## Data shown

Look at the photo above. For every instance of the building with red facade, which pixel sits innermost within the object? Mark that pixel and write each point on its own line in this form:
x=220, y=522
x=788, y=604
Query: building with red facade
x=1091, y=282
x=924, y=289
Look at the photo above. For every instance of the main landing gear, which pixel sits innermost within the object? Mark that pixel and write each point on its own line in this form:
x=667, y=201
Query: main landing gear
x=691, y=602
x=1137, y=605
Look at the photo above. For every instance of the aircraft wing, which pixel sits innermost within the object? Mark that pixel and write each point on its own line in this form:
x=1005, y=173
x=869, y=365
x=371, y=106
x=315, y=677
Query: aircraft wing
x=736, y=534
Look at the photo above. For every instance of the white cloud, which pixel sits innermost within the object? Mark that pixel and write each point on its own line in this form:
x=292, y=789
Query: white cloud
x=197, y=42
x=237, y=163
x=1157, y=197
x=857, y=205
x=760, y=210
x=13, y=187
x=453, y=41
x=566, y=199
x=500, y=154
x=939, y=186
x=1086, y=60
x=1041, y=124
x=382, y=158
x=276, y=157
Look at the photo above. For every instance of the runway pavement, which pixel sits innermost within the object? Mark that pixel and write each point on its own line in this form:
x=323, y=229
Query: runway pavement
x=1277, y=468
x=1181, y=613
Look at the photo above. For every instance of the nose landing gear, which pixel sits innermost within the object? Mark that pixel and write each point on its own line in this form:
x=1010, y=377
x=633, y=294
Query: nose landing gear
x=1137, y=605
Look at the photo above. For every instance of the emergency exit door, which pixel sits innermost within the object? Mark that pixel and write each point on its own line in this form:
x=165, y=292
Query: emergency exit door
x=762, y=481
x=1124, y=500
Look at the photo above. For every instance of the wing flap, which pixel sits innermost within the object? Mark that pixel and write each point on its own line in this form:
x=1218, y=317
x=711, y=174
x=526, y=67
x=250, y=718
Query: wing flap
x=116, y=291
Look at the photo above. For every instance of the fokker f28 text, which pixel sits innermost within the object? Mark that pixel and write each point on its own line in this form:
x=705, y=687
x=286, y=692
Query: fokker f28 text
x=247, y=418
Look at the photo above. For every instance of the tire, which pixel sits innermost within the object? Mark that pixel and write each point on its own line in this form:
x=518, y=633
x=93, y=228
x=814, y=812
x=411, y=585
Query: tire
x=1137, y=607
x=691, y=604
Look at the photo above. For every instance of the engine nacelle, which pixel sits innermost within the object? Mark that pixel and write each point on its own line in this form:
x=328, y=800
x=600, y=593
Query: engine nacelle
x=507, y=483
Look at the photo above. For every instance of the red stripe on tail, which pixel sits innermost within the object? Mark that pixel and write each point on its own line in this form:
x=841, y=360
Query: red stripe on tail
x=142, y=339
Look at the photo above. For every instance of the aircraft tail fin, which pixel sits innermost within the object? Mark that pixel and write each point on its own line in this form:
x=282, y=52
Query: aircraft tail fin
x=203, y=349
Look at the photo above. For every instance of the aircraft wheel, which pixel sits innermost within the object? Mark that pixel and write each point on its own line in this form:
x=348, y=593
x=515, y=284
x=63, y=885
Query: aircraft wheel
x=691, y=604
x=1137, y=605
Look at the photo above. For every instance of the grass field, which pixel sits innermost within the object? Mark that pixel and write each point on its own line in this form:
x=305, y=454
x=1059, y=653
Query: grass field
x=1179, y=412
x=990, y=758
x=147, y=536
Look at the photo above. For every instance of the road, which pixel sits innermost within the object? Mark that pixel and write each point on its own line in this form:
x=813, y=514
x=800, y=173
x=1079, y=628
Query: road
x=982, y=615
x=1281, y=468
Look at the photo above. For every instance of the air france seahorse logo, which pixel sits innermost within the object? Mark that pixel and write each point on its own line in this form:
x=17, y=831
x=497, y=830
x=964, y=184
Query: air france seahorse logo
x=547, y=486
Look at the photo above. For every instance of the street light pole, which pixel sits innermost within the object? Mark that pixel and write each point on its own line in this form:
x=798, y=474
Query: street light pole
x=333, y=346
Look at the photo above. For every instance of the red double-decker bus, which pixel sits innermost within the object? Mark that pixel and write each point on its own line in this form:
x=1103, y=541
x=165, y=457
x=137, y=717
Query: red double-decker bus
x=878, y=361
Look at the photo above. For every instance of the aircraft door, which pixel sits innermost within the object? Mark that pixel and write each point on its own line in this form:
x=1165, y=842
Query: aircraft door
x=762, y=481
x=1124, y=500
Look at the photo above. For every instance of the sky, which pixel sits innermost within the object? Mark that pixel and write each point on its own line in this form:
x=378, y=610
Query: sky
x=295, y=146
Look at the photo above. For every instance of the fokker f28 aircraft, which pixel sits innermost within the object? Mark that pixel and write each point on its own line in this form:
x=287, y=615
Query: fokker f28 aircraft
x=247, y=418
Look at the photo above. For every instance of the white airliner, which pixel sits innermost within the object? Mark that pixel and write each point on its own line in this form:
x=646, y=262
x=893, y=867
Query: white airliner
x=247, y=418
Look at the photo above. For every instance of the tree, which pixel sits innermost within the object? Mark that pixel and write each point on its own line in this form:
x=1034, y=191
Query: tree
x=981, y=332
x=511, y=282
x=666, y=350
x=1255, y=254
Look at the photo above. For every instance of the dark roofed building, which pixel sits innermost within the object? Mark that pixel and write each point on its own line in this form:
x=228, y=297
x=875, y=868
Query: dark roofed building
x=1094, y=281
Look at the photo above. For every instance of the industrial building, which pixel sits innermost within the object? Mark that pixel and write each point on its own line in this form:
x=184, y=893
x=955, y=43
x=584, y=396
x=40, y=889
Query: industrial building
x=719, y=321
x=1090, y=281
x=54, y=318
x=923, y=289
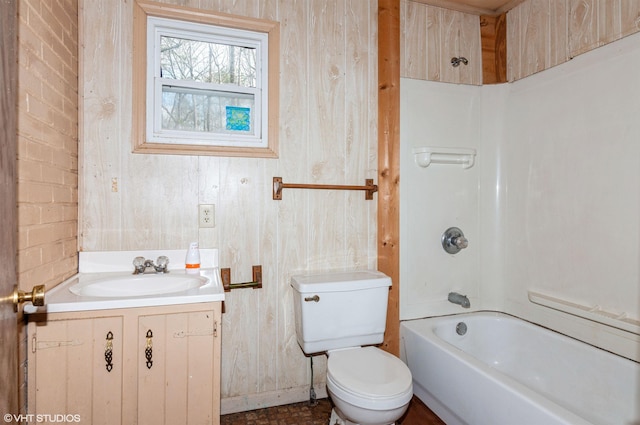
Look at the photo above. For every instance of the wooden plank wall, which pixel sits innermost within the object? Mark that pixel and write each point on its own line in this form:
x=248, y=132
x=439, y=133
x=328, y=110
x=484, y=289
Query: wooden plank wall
x=328, y=134
x=431, y=36
x=542, y=33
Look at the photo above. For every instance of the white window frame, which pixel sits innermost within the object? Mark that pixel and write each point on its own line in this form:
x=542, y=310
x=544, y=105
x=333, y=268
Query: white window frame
x=153, y=20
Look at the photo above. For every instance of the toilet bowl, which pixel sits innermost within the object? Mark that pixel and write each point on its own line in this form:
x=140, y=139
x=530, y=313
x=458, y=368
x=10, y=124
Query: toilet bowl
x=368, y=386
x=343, y=314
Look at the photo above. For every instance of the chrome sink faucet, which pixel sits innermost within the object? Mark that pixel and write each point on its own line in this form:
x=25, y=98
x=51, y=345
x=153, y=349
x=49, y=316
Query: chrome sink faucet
x=140, y=265
x=460, y=299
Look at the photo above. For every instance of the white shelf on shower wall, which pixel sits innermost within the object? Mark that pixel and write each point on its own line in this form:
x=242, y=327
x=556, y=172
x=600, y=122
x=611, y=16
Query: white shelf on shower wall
x=426, y=156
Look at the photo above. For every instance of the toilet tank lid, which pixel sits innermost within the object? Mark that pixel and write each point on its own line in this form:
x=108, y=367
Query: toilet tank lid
x=340, y=281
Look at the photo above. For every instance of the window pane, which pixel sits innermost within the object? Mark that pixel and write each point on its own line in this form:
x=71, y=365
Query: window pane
x=207, y=111
x=207, y=62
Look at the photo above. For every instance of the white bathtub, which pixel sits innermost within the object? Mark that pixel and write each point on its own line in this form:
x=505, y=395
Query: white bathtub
x=506, y=371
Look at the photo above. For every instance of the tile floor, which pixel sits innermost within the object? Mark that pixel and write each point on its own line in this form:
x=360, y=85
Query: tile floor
x=303, y=414
x=291, y=414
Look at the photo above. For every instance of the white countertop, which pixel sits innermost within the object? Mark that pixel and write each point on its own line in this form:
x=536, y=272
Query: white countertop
x=95, y=266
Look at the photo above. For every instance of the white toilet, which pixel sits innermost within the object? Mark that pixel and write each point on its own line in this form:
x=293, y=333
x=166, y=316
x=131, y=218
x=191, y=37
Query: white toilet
x=339, y=313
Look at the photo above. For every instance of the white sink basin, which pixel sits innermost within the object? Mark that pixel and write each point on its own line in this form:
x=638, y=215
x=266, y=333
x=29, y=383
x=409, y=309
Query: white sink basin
x=138, y=285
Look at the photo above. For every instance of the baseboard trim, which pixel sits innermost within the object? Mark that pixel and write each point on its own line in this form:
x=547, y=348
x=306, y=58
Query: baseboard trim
x=248, y=402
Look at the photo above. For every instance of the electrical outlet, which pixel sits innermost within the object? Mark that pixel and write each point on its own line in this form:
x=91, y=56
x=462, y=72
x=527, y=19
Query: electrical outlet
x=206, y=215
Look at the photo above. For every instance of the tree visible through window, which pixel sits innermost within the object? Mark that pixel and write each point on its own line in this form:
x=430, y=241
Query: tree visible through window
x=208, y=85
x=212, y=64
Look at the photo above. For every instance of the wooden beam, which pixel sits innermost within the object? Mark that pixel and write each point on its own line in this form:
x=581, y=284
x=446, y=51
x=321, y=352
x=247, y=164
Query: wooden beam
x=493, y=33
x=389, y=162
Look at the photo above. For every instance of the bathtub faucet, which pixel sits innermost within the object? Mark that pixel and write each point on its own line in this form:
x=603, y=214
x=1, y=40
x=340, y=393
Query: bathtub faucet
x=456, y=298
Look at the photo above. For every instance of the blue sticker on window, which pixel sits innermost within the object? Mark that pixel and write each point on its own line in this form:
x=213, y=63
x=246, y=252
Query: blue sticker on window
x=238, y=119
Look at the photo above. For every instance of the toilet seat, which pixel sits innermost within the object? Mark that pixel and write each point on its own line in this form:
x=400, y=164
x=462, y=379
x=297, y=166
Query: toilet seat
x=370, y=378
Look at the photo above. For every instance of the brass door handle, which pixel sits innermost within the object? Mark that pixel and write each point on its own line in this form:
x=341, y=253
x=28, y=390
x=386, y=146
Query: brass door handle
x=36, y=296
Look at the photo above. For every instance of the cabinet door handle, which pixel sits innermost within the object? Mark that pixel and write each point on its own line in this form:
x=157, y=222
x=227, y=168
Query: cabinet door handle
x=148, y=350
x=108, y=352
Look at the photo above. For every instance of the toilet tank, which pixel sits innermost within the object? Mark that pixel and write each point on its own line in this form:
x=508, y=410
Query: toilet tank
x=340, y=309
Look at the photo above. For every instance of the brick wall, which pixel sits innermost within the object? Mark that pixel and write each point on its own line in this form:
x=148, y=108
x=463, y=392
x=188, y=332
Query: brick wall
x=47, y=166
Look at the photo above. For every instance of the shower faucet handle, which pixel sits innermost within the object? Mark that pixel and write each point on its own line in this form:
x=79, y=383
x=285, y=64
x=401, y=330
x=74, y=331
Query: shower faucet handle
x=453, y=240
x=460, y=241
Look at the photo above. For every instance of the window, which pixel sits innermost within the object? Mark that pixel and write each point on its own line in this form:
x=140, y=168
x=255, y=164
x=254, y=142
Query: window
x=204, y=83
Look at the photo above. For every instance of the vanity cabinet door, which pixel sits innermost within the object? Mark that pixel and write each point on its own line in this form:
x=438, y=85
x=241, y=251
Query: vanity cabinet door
x=179, y=368
x=75, y=368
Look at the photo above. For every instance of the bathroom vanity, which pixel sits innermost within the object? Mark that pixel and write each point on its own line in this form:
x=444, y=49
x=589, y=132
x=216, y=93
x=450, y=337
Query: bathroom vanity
x=143, y=359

## Problem to solve
Please repeat everything in the listing above from the line that contains "Look at the photo above. For every instance of the electrical" down to the line that contains "x=212, y=64", both of those lines included, with no changes.

## The output
Look at the photo above. For every instance of the electrical outlet, which pixel sits innermost within the object? Mark that pixel and write each point on its own line in this form:
x=91, y=56
x=462, y=72
x=527, y=19
Query: electrical outlet
x=206, y=215
Look at the photo above. For every instance of the tree visible through window, which pixel sits innermost within the object? Mark that pixel and write each point on its own line in this form:
x=430, y=241
Query: tree visible through window
x=208, y=85
x=212, y=64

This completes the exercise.